WHAT TO DO - Show every line of the records below that contains the string "between".

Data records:
----

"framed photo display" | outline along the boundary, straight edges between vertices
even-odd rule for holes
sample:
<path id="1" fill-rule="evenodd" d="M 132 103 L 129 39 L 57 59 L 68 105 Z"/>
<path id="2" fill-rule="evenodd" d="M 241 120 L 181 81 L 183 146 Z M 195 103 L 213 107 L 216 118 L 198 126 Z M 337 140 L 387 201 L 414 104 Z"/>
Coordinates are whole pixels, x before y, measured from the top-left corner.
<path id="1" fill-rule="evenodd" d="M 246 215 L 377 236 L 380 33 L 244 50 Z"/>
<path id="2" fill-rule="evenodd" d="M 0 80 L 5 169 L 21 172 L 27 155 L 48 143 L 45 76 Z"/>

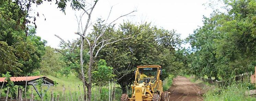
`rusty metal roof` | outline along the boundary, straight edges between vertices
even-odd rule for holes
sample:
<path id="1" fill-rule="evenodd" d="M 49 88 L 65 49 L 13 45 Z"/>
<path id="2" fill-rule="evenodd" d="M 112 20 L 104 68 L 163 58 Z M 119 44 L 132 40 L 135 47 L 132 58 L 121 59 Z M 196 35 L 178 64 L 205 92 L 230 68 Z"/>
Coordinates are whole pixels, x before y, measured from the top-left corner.
<path id="1" fill-rule="evenodd" d="M 25 82 L 27 80 L 27 81 L 30 81 L 34 80 L 37 79 L 41 77 L 46 77 L 45 76 L 21 76 L 21 77 L 10 77 L 11 81 L 14 82 Z M 5 77 L 0 77 L 0 83 L 4 82 Z M 6 82 L 6 81 L 5 81 Z"/>

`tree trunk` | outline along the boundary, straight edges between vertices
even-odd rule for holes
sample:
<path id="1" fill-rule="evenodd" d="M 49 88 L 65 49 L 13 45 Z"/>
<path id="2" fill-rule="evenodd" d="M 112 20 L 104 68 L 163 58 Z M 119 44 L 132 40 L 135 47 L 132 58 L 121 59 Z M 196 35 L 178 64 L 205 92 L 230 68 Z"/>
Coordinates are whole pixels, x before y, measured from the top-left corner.
<path id="1" fill-rule="evenodd" d="M 84 41 L 84 38 L 83 37 L 81 37 L 81 46 L 80 47 L 80 66 L 81 68 L 81 72 L 82 74 L 82 81 L 83 82 L 83 91 L 84 91 L 84 101 L 86 101 L 86 95 L 85 93 L 86 92 L 86 88 L 85 88 L 85 86 L 87 86 L 86 84 L 85 83 L 85 79 L 84 77 L 84 72 L 83 71 L 83 44 Z M 89 99 L 89 101 L 90 101 L 90 99 Z"/>
<path id="2" fill-rule="evenodd" d="M 89 63 L 89 68 L 88 70 L 88 83 L 87 85 L 87 97 L 88 97 L 88 101 L 91 101 L 91 98 L 92 95 L 92 63 L 93 61 L 93 47 L 90 47 L 90 61 Z"/>
<path id="3" fill-rule="evenodd" d="M 115 93 L 116 91 L 116 82 L 114 81 L 114 84 L 113 86 L 113 91 L 112 93 L 112 99 L 113 101 L 115 101 Z"/>

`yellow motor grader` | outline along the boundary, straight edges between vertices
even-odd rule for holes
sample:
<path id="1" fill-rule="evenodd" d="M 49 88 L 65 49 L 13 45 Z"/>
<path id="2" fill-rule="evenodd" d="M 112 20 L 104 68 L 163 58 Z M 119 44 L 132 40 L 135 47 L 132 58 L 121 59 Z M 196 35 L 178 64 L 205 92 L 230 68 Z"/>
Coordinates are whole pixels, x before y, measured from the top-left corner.
<path id="1" fill-rule="evenodd" d="M 121 101 L 169 101 L 170 92 L 163 92 L 162 80 L 162 68 L 160 66 L 138 66 L 134 71 L 135 79 L 131 86 L 131 97 L 124 93 Z"/>

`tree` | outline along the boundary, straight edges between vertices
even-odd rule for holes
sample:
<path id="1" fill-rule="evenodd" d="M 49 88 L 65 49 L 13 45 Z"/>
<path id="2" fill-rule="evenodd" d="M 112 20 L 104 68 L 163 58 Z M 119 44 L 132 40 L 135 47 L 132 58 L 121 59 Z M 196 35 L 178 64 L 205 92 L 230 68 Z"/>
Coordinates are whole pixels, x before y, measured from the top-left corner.
<path id="1" fill-rule="evenodd" d="M 106 60 L 100 59 L 98 62 L 96 70 L 92 72 L 93 81 L 96 85 L 101 87 L 107 85 L 113 79 L 113 68 L 107 66 Z"/>
<path id="2" fill-rule="evenodd" d="M 74 1 L 75 1 L 75 2 L 74 2 Z M 84 92 L 85 93 L 86 93 L 86 87 L 87 87 L 88 100 L 89 101 L 91 100 L 91 87 L 92 83 L 92 69 L 93 62 L 94 61 L 94 58 L 97 57 L 98 53 L 101 49 L 103 47 L 104 47 L 106 45 L 116 42 L 120 40 L 128 39 L 133 37 L 130 36 L 130 37 L 115 40 L 115 39 L 119 37 L 118 37 L 116 38 L 110 37 L 110 38 L 104 37 L 104 36 L 105 33 L 106 32 L 109 31 L 107 30 L 108 29 L 109 27 L 110 27 L 111 25 L 113 24 L 115 21 L 121 17 L 128 15 L 136 11 L 133 11 L 127 14 L 121 16 L 115 20 L 108 24 L 107 24 L 106 23 L 108 19 L 108 18 L 107 18 L 106 21 L 106 23 L 105 23 L 105 24 L 102 25 L 102 27 L 101 28 L 101 30 L 100 32 L 97 32 L 94 33 L 92 32 L 91 33 L 91 34 L 89 33 L 88 35 L 91 35 L 92 37 L 90 38 L 91 39 L 89 39 L 88 38 L 88 35 L 86 35 L 86 34 L 88 33 L 87 32 L 87 29 L 88 29 L 89 26 L 90 25 L 93 25 L 90 23 L 91 16 L 94 7 L 98 1 L 98 0 L 94 1 L 94 2 L 93 2 L 93 4 L 88 4 L 87 2 L 83 2 L 83 1 L 74 0 L 72 1 L 71 3 L 71 5 L 73 9 L 75 10 L 80 10 L 81 9 L 84 12 L 83 14 L 82 14 L 80 17 L 80 19 L 78 19 L 78 18 L 77 21 L 79 25 L 78 30 L 78 32 L 75 32 L 75 34 L 79 35 L 80 35 L 81 37 L 81 43 L 80 44 L 81 46 L 80 48 L 80 67 L 81 71 L 81 78 L 82 78 L 82 82 L 83 84 Z M 64 2 L 65 4 L 62 5 L 64 7 L 63 8 L 65 11 L 65 7 L 66 6 L 66 3 L 67 2 L 67 1 L 64 1 Z M 90 5 L 91 6 L 86 6 L 86 5 Z M 88 8 L 89 8 L 89 9 L 87 9 Z M 110 10 L 109 15 L 111 13 L 111 10 Z M 83 28 L 82 26 L 82 22 L 81 22 L 82 20 L 81 19 L 83 18 L 84 14 L 85 14 L 87 15 L 88 17 L 86 17 L 87 20 L 86 20 L 86 21 L 85 23 L 85 27 Z M 109 15 L 108 16 L 109 17 Z M 92 25 L 91 25 L 90 24 Z M 97 33 L 98 34 L 94 34 Z M 59 37 L 59 38 L 61 39 L 61 38 L 60 38 Z M 83 60 L 83 52 L 84 49 L 84 41 L 85 40 L 86 41 L 86 42 L 88 44 L 88 46 L 89 49 L 89 53 L 90 55 L 89 67 L 88 68 L 88 81 L 87 81 L 85 80 L 83 67 L 84 60 Z M 65 43 L 64 41 L 62 41 Z M 95 52 L 96 53 L 95 53 L 95 54 L 94 54 L 94 53 L 95 53 Z M 84 100 L 85 100 L 86 98 L 85 95 L 84 95 Z"/>
<path id="3" fill-rule="evenodd" d="M 12 59 L 9 61 L 12 62 L 8 64 L 10 68 L 3 70 L 0 73 L 5 73 L 10 70 L 10 74 L 14 76 L 26 75 L 39 68 L 40 58 L 44 53 L 46 41 L 41 41 L 41 38 L 35 35 L 33 31 L 27 35 L 25 27 L 27 22 L 24 21 L 26 20 L 27 13 L 18 4 L 12 0 L 3 1 L 1 4 L 0 41 L 3 47 L 1 50 L 2 53 L 8 52 L 10 56 L 2 58 Z M 4 65 L 6 62 L 0 65 Z"/>
<path id="4" fill-rule="evenodd" d="M 227 80 L 256 65 L 256 1 L 222 1 L 227 11 L 217 10 L 204 17 L 203 26 L 187 38 L 192 50 L 187 63 L 193 74 Z"/>
<path id="5" fill-rule="evenodd" d="M 121 85 L 123 93 L 126 93 L 126 87 L 133 83 L 134 79 L 131 77 L 134 76 L 133 72 L 137 66 L 160 65 L 163 71 L 173 74 L 181 70 L 182 63 L 176 61 L 174 50 L 181 43 L 179 34 L 147 23 L 136 25 L 124 23 L 118 28 L 118 36 L 123 37 L 120 38 L 138 35 L 103 48 L 96 60 L 104 59 L 113 67 L 114 74 L 116 75 L 115 80 Z M 113 34 L 110 34 L 106 35 Z M 163 75 L 161 79 L 163 80 L 167 75 Z"/>
<path id="6" fill-rule="evenodd" d="M 40 71 L 45 74 L 53 74 L 55 76 L 62 67 L 66 67 L 61 58 L 61 55 L 50 46 L 45 47 L 45 54 L 42 57 Z"/>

----

EXPECTED ANSWER -
"framed photo display" | outline along the boundary, straight edges between vertices
`rusty metal roof` | outline along the boundary, straight edges between vertices
`tree trunk` | outline along the boundary, straight edges between vertices
`yellow motor grader` | outline along the boundary, straight edges between vertices
`tree` | outline along the boundary, straight edges between vertices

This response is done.